======== TASK MATERIAL ========
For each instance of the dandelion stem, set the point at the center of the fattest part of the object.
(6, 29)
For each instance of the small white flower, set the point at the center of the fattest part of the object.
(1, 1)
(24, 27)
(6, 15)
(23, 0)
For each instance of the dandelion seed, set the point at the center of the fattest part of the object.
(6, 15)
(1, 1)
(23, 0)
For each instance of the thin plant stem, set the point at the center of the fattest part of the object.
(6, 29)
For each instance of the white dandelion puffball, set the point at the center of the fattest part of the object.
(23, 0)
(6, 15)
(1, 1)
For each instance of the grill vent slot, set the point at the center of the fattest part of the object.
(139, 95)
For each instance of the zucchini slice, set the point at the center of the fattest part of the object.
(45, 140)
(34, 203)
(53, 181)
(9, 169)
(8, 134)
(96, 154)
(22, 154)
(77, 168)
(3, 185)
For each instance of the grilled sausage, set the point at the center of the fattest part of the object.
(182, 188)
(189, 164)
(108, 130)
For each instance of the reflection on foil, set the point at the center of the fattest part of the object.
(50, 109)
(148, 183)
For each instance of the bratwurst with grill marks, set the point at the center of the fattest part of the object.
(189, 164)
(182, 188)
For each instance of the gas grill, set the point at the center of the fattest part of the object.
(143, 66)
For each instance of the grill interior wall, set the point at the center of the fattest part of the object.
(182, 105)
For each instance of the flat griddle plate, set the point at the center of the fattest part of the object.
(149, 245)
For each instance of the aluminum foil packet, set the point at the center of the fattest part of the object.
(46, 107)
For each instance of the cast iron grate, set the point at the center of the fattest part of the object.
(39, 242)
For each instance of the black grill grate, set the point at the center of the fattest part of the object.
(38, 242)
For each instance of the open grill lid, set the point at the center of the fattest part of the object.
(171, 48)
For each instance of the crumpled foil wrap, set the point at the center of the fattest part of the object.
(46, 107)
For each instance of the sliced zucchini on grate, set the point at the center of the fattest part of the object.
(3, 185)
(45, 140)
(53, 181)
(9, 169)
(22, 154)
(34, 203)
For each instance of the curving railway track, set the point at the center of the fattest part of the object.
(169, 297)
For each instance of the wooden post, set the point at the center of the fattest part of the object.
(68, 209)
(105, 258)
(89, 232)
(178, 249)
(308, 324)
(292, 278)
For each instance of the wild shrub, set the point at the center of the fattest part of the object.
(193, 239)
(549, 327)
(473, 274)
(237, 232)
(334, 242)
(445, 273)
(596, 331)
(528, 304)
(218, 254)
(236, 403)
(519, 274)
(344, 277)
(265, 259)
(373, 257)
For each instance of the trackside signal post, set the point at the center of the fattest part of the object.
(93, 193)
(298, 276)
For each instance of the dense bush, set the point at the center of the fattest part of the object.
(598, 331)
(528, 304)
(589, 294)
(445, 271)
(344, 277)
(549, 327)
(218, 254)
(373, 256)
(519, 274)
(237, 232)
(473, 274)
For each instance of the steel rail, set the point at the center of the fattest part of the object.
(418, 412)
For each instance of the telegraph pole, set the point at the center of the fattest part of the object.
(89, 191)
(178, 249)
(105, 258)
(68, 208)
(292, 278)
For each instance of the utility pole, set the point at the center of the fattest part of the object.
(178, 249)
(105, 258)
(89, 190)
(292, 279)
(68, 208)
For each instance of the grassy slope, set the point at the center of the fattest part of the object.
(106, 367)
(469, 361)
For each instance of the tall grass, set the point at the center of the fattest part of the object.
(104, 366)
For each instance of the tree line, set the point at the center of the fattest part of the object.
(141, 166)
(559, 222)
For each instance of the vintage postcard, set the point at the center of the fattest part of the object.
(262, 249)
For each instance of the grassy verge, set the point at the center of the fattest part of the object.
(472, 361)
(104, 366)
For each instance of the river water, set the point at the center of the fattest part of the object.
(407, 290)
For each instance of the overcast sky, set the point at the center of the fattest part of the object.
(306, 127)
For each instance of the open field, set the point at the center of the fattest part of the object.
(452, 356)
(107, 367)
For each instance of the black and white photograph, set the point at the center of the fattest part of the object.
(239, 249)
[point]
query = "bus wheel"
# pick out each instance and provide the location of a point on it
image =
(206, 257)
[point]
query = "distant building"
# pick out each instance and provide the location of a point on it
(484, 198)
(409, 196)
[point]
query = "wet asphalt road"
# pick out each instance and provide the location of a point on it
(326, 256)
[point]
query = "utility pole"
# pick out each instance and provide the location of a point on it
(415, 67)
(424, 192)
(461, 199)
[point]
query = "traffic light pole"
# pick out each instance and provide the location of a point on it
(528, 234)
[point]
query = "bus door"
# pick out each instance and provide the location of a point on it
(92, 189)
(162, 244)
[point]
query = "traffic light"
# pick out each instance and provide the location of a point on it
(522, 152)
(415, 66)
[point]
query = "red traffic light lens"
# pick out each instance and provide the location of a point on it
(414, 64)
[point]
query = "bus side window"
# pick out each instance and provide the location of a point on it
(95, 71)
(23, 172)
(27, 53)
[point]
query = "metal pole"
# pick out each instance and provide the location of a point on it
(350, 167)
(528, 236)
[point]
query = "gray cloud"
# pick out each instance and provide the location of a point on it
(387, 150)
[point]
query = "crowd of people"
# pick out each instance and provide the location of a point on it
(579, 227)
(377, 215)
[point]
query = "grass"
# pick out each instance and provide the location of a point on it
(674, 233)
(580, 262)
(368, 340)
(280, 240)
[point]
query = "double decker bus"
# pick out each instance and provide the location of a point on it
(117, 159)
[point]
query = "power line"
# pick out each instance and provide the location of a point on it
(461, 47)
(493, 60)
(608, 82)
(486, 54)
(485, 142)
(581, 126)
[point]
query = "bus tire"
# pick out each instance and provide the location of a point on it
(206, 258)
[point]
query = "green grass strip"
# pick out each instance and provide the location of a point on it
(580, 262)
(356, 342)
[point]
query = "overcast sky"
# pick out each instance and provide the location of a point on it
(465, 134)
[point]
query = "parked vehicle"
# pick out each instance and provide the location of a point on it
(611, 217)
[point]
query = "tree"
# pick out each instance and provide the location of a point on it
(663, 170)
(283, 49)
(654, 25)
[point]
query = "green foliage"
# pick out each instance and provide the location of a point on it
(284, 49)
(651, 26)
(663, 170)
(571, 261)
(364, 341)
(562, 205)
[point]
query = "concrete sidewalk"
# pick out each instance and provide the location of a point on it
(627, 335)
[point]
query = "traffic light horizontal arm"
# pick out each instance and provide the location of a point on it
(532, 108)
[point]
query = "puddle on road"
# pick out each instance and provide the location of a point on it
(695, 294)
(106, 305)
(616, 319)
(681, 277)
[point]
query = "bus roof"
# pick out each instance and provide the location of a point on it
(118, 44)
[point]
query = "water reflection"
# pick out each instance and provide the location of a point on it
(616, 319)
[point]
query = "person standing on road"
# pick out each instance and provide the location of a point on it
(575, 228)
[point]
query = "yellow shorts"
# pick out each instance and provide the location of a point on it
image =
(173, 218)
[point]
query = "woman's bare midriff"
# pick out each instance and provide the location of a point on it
========
# JOB
Count the lines in the items above that contain the string "pole", treating uppercase and lowercase as distinct, and give only the number.

# RESULT BELOW
5